READING TEXT
Two competing stories are now running on the same clock. OpenAI and Anthropic are closing in on trillion-dollar valuations as both labs prepare to test public markets. At the same time, enterprise customers are reporting, at scale, that the productivity returns on AI spending have not arrived. Bloomberg Opinion, writing June 4, frames this collision as the next defining test for the AI boom.
The numbers on the supply side are not in dispute. Anthropic closed a late-May round at a $965 billion valuation. OpenAI’s last disclosed round priced at $852 billion. Both companies are building toward IPOs that would price the AI infrastructure buildout as a permanent, compounding feature of the global economy.
The demand side tells a different story. A Bain survey published this week found that roughly 40 percent of enterprise AI spending is not generating a measurable return. Companies are continuing to invest, but the justification is company-specific: a productivity win in one legal department, a cost reduction in one call center. Sector-wide productivity gains, the kind that would justify trillion-dollar platform valuations, have not materialized in the data.
Bloomberg Opinion does not predict a collapse. The piece’s argument is more precise: public markets will be asked to hold two contradictory price signals at once. Investors will need to accept that the supplier valuation reflects expected future gains while the buyer data reflects current non-performance. That gap has to be priced somewhere.
The dotcom parallel is instructive, and Bloomberg draws it. In the late 1990s, markets priced future productivity that took roughly a decade to show up in GDP statistics. Robert Solow’s famous observation, that computers were visible everywhere except in the productivity statistics, applied to a technology that did eventually transform the economy. The question Bloomberg is raising is whether AI’s productivity payoff is delayed or simply distributed unevenly, which is a different problem.
For institutional investors evaluating an OpenAI or Anthropic offering, the ROI debate is not abstract. A trillion-dollar IPO implies that the platform monetizes at scale, which requires enterprise customers to find the spend worthwhile. The Bain data introduces a real pricing risk: if 40 percent of current enterprise AI spend is not generating a return, the path to sustained platform revenue depends on either improving product ROI or replacing the current cohort of buyers with a more productive one.
The labs’ responses over the past 48 hours are consistent with awareness of this problem. Anthropic launched a Partner Network, adding distribution channels to increase the probability that customers land successful deployments. Microsoft framed its AI positioning around intelligence-per-dollar, a signal that the industry has started to compete on efficiency rather than capability alone. Neither move resolves the ROI question, but both reflect that the question is now commercially active.
What the Bloomberg piece adds, beyond the customer-side critique covered yesterday, is the investor-framing layer. The cost debate is no longer a product conversation. It is a public-market conversation. Any analyst building a model for an OpenAI or Anthropic IPO now has to take a position on when enterprise ROI normalizes, at what rate, and for how many customers. That is a harder underwriting question than valuing a platform with a clear revenue growth curve.
Institutional investors planning to participate in either offering should treat the Bain survey data and the Bloomberg analysis as a paired document. The supply-side story and the demand-side story are both true right now, and the public markets will be the venue where they resolve.
Bloomberg Opinion (bloomberg.com), published June 4, 2026.

DIRECTIONS FOR THIS TASK
Reproduce everything from "What the Bloomberg" down to "where they resolve." in the article on AI valuations. The material that comes next has no connection to the article on AI valuations.

AVAILABLE DATA

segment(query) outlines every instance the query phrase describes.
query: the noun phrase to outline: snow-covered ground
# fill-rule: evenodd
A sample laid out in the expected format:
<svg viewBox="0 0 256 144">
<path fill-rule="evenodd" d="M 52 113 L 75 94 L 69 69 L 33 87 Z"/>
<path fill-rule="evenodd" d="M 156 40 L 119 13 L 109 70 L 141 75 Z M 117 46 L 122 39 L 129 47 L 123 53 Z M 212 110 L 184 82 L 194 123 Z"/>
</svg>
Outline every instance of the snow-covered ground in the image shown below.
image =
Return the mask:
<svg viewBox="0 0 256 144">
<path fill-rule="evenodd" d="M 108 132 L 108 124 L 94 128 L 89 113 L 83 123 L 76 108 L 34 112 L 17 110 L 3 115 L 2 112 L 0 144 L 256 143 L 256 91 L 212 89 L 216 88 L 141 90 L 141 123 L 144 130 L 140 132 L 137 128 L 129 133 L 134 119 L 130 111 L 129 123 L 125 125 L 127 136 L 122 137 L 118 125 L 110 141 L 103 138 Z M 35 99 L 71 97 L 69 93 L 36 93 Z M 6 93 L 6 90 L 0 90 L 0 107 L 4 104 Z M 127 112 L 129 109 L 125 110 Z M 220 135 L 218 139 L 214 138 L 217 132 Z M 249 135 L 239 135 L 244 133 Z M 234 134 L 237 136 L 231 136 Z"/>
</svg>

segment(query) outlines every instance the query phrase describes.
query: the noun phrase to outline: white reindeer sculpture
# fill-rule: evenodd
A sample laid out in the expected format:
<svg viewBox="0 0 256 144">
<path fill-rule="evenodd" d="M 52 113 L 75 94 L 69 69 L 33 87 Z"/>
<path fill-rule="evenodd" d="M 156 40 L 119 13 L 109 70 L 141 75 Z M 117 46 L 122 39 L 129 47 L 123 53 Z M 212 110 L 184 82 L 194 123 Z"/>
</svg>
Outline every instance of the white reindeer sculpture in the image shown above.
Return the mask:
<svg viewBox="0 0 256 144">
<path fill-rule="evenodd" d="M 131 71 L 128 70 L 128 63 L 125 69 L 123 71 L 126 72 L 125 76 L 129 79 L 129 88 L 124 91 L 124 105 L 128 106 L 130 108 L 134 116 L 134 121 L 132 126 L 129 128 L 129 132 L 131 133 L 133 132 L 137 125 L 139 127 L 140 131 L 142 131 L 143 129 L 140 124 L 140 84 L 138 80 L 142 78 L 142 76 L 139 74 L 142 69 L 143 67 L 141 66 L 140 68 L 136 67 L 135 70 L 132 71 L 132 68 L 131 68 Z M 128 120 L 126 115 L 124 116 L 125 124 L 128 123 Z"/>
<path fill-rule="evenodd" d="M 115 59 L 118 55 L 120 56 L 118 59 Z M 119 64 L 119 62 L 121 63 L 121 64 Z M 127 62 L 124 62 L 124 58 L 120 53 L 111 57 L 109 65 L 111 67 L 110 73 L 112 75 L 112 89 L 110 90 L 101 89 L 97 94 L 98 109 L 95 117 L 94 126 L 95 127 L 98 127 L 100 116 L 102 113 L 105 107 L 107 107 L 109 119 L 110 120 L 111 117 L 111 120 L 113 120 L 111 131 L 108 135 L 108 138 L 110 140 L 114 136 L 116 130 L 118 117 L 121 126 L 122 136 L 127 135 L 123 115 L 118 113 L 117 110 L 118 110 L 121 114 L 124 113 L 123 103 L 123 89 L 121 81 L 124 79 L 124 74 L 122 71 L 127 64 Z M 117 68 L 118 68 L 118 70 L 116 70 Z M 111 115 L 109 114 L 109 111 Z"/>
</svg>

TASK SOLUTION
What the Bloomberg piece adds, beyond the customer-side critique covered yesterday, is the investor-framing layer. The cost debate is no longer a product conversation. It is a public-market conversation. Any analyst building a model for an OpenAI or Anthropic IPO now has to take a position on when enterprise ROI normalizes, at what rate, and for how many customers. That is a harder underwriting question than valuing a platform with a clear revenue growth curve.
Institutional investors planning to participate in either offering should treat the Bain survey data and the Bloomberg analysis as a paired document. The supply-side story and the demand-side story are both true right now, and the public markets will be the venue where they resolve.